## 任务说明
收集下列条目中所有含有字符串“vintage”的行，逐行原样抄出。

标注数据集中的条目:
- - - -

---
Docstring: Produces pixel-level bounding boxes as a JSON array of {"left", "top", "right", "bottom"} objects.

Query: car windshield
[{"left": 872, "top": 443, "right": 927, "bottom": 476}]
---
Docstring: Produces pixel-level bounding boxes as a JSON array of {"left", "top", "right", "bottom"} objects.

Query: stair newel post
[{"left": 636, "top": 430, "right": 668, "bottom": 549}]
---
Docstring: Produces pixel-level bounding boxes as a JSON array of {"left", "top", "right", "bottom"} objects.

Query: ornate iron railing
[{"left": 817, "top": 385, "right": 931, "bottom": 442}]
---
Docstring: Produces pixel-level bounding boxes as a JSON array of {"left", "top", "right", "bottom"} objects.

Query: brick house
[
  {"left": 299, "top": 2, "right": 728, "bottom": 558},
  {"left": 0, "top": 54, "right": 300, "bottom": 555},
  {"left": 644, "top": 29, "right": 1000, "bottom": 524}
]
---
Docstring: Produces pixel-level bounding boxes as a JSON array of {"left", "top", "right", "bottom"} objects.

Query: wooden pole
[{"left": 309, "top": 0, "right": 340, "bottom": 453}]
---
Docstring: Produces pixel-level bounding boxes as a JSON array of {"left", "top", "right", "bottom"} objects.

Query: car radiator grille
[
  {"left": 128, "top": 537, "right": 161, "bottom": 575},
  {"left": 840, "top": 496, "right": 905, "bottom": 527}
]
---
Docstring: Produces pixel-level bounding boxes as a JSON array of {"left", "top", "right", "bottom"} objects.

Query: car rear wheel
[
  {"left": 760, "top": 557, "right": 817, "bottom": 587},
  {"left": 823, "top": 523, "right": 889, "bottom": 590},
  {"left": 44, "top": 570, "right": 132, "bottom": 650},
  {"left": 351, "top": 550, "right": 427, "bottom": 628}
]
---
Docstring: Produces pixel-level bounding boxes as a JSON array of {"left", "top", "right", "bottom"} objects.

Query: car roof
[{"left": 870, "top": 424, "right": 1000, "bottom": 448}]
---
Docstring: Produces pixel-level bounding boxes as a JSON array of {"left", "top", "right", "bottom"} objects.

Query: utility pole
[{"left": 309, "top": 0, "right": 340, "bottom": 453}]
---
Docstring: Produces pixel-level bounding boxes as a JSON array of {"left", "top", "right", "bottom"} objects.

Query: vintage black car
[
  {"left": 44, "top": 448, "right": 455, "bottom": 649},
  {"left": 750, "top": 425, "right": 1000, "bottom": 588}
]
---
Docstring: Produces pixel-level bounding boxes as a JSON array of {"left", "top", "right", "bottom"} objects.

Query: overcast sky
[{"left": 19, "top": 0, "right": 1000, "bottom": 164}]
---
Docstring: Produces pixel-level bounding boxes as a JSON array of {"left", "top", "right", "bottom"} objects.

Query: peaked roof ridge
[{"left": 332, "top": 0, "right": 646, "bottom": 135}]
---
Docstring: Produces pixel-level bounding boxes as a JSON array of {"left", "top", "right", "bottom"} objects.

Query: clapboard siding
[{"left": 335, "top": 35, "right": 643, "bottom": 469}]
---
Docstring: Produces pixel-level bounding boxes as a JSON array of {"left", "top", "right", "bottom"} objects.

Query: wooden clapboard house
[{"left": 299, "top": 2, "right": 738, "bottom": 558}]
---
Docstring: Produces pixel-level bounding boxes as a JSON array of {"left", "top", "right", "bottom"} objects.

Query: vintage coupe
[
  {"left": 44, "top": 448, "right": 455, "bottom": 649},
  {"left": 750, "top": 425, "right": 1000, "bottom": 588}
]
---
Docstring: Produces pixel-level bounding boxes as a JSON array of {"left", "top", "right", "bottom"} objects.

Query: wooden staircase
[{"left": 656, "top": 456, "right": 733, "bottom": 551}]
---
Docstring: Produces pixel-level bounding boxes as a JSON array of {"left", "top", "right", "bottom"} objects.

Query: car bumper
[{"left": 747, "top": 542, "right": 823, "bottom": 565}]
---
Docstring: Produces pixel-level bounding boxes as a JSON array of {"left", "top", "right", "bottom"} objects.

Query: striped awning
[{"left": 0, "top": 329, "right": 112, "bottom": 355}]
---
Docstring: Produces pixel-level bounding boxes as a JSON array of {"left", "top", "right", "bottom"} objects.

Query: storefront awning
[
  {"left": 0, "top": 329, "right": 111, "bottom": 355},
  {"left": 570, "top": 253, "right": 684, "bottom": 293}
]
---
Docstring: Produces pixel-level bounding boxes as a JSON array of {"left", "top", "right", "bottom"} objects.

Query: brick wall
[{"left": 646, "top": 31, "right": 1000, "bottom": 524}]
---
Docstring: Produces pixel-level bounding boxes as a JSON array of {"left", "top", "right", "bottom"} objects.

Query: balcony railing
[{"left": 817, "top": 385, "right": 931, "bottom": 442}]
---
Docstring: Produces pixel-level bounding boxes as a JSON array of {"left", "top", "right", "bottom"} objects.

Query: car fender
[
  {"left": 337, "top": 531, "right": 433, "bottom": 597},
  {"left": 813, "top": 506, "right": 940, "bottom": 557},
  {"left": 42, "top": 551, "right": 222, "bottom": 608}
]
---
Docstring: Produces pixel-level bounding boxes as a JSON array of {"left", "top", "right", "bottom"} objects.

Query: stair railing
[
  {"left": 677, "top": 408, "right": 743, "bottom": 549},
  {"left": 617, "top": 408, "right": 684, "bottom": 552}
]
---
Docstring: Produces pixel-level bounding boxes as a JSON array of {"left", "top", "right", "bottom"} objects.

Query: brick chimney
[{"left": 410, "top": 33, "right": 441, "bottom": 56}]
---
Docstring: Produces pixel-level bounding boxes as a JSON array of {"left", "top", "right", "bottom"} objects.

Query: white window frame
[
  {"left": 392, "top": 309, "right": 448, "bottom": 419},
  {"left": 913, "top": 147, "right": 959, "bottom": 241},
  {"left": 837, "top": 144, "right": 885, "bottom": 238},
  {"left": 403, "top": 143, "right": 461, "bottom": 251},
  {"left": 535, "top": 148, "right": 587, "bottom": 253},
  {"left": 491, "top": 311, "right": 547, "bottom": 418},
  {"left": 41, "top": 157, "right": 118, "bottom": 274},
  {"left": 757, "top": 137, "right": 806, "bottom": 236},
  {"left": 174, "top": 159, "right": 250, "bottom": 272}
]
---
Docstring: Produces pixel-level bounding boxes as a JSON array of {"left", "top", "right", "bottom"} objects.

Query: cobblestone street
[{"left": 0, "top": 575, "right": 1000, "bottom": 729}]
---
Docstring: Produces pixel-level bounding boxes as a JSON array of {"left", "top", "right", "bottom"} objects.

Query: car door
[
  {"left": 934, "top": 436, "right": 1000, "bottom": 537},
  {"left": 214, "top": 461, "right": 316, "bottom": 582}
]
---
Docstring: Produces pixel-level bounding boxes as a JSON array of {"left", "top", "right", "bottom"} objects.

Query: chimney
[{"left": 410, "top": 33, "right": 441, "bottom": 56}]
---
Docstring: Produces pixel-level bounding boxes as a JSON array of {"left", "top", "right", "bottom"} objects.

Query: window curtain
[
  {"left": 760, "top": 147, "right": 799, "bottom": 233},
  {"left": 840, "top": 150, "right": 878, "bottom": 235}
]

- - - -

## 回复
Query: vintage black car
Query: vintage coupe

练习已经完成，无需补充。